ФРАГМЕНТ
------------

Кушать подано! Репертуар кушаний и напитков в русской классической драматургии — страница 42 из 90

Не будет преувеличением утверждать, что именно анализ кулинарного антуража Тургенева дает даже неспециалисту возможность наиболее наглядно и зримо ощутить его новаторство как драматурга, в то время как для осмысления этого новаторства чисто «литературоведческим» путем требуется известная подготовка.

Основное, что бросается в глаза в «комедиях» Тургенева, это вынесение застолья из-за кулис непосредственно на сцену, превращение этого застолья из предлога для начала или для перерыва действия в само действие.

------------

Фрагменты данных точечной разметки:
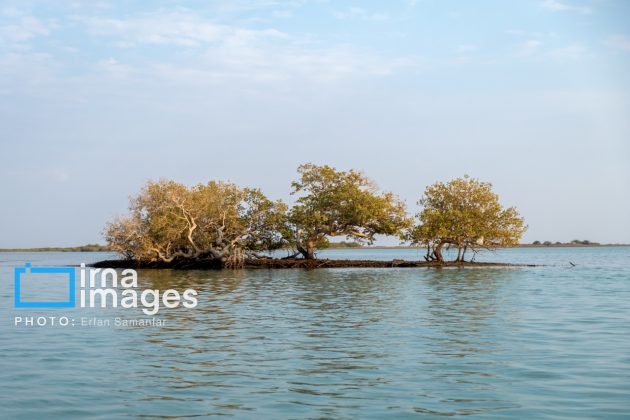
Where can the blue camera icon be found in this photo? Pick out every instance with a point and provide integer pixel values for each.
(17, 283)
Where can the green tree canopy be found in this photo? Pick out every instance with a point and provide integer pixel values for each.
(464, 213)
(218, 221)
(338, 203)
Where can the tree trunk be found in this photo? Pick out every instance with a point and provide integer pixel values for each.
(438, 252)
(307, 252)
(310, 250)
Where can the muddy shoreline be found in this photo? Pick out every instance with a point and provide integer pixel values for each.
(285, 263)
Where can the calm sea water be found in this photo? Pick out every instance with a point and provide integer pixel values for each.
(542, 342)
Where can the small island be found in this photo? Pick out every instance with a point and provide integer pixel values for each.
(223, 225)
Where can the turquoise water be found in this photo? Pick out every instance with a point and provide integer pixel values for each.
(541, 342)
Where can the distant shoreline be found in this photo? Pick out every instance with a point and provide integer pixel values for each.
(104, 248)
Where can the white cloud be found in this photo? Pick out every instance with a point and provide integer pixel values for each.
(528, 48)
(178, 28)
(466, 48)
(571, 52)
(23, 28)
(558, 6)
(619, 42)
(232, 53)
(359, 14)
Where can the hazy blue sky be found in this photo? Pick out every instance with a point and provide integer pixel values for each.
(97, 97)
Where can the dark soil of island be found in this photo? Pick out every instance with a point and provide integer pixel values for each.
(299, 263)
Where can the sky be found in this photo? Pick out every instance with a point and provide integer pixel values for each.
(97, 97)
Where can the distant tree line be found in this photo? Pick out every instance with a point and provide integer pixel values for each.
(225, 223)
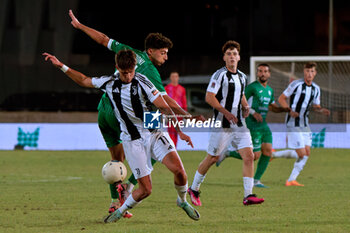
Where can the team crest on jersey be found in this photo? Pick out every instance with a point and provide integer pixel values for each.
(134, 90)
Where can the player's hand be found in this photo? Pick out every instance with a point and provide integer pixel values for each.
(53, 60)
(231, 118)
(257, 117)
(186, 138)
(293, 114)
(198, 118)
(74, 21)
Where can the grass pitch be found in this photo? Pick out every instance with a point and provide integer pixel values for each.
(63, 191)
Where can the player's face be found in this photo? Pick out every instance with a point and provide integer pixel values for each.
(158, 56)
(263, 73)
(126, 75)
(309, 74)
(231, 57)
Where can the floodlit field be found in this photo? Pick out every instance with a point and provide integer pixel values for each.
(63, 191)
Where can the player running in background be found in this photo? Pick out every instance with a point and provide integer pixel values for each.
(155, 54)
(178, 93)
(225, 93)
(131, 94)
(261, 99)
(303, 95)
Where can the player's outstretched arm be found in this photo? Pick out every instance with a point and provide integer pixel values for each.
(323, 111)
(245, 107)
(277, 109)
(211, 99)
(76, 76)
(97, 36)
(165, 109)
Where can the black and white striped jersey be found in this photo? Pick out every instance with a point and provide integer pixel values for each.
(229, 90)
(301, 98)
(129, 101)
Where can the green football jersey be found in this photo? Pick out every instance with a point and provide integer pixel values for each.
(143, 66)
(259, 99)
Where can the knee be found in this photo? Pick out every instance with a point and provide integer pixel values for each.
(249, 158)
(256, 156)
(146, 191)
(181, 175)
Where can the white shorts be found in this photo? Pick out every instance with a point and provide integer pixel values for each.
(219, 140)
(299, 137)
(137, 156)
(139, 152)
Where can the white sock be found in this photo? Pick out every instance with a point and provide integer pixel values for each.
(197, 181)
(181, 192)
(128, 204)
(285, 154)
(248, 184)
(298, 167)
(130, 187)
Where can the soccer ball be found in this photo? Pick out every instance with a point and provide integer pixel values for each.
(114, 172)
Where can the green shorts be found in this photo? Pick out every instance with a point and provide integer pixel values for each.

------------

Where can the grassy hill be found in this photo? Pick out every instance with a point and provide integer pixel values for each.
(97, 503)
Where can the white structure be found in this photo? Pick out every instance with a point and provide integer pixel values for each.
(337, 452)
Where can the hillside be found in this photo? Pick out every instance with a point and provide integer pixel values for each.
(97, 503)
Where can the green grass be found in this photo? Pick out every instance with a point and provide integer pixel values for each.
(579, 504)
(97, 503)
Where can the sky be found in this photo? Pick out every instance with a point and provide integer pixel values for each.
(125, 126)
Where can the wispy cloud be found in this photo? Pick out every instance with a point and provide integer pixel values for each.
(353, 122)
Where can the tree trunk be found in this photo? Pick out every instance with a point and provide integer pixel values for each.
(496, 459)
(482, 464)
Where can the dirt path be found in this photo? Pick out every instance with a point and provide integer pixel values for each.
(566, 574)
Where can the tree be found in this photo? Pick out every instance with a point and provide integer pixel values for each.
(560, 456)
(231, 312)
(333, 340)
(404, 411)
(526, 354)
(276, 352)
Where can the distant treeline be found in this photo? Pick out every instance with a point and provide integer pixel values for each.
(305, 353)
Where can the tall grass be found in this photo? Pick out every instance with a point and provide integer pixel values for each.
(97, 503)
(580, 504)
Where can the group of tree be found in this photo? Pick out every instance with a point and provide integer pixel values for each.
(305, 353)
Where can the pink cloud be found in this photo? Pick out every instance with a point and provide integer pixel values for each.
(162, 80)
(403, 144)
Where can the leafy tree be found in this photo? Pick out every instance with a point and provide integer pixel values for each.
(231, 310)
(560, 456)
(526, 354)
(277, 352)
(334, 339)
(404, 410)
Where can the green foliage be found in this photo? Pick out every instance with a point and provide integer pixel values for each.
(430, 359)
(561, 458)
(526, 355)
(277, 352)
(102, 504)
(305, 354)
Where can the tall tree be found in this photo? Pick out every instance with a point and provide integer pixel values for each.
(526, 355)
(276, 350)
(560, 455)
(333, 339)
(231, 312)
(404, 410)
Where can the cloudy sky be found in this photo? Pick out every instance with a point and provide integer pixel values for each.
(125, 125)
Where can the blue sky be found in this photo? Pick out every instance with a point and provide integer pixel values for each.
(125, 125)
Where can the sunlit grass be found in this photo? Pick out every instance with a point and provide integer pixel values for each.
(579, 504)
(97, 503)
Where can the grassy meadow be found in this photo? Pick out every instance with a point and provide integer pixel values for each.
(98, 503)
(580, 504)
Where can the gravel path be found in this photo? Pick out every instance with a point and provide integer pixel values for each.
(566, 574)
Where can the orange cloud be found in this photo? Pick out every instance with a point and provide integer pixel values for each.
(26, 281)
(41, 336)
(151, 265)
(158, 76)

------------

ОБЯЗАТЕЛЬНЫЕ ЗАДАНИЯ
1/ Почему, согласно фрагменту о кулинарном антураже у Тургенева, именно его анализ позволяет неспециалисту наглядно ощутить новаторство драматурга? Ответьте в одном–трёх предложениях.
2/ Напишите продолжение фрагмента о застолье в комедиях Тургенева, начав сразу после его последнего предложения.

ОТВЕТЫ ПО ЗАДАНИЯМ
1/ Анализ кулинарного антуража делает новаторство Тургенева наглядным и зримым. Осмысление того же новаторства чисто «литературоведческим» путём требует известной подготовки, которой у неспециалиста нет.

2/
Прежде использование на сцене глотка воды, стакана лимонада, кружки пива, жбана кваса, рюмки водки, бокала шампанского или даже чарки меда было сопряжено с соответствующими стандартными репликами и превращалось в некие условные «театральные» жесты, в бытовые или психологические аксессуары, призванные лишь более аттрактивно проиллюстрировать образ определенных персонажей, но никак не влиявшие на общую композицию, сюжет и атмосферу пьесы.

В тургеневских «комедиях» роль застолья совершенно иная. Оно не ограничено какими-то рамками, то есть длится вовсе не определенную сцену, картину или даже акт, а продолжается всю пьесу, поскольку органически связано с ее развитием, с ее внутренними сюжетными ходами, а не с их иллюстрацией или расцвечиванием. Сюжет просто развертывается у Тургенева на фоне того или иного вида трапезы: завтрака, чая, обеда, причем именно сам ход и характер трапезы постоянно влияет на настроение и развитие отношений действующих лиц.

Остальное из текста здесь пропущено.